>> begin Input data

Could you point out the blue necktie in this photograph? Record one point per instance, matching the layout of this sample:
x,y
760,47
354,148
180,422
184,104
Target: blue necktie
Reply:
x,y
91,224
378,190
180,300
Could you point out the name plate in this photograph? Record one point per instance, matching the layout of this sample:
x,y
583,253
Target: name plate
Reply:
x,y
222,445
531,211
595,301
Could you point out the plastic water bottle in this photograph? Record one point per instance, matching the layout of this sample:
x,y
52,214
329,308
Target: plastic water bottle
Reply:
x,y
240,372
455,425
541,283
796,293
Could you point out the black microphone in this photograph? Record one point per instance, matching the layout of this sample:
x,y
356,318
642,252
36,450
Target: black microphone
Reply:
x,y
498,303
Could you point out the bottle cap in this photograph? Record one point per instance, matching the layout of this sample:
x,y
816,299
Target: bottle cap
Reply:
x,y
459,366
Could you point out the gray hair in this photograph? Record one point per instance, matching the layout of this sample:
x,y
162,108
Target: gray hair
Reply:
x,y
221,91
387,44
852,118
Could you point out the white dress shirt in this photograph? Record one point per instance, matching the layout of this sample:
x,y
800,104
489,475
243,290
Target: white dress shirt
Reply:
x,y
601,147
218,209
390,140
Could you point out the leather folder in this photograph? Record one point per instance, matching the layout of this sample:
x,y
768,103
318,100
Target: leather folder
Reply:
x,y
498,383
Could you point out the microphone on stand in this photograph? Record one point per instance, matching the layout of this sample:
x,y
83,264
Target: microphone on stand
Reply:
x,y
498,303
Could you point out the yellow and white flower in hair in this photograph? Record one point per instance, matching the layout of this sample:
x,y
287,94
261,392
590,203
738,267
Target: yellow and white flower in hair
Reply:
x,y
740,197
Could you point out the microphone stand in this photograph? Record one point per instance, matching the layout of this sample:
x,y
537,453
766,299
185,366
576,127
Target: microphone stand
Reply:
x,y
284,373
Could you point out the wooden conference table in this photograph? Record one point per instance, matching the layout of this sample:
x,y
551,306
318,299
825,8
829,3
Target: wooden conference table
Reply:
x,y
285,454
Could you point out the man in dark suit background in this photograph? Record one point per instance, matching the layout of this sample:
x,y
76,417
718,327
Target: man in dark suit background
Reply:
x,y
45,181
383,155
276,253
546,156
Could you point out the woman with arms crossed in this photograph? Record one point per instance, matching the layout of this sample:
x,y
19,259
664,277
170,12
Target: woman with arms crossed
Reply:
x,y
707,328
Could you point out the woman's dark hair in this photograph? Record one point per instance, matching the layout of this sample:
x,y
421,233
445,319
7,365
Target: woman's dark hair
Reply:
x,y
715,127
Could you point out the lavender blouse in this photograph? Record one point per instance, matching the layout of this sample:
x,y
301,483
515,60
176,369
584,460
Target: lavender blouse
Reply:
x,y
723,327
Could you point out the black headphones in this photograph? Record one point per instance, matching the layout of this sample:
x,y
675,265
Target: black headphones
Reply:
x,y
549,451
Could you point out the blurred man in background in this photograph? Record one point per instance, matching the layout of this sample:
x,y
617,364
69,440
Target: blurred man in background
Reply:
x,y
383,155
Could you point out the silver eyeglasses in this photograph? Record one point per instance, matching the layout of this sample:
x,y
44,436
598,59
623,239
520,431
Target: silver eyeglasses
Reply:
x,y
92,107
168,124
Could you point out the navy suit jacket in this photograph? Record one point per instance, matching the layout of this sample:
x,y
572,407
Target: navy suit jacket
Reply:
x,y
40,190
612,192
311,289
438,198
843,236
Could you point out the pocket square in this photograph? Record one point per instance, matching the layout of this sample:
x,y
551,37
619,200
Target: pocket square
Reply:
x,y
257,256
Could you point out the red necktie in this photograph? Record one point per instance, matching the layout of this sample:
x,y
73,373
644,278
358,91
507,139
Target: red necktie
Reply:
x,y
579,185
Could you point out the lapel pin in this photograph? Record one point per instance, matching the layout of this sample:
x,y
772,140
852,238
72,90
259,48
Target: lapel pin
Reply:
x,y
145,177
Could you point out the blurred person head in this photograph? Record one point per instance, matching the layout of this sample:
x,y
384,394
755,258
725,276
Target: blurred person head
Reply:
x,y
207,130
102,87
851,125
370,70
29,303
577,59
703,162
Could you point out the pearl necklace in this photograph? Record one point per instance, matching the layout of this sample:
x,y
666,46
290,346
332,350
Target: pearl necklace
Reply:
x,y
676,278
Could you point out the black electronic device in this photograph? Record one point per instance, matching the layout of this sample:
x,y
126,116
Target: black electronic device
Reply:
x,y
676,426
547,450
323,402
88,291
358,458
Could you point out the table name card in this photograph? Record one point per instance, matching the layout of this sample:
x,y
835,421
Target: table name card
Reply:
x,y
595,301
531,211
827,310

>> end Input data

_Problem requirements_. Quote every line from the one containing "Could you point out the table" through the end of the records, both ends included.

_The answer_.
Could you point out the table name card in this photograph? Record one point per instance, matching the layout of this sample:
x,y
835,421
Target: table name card
Reply:
x,y
595,301
531,211
827,310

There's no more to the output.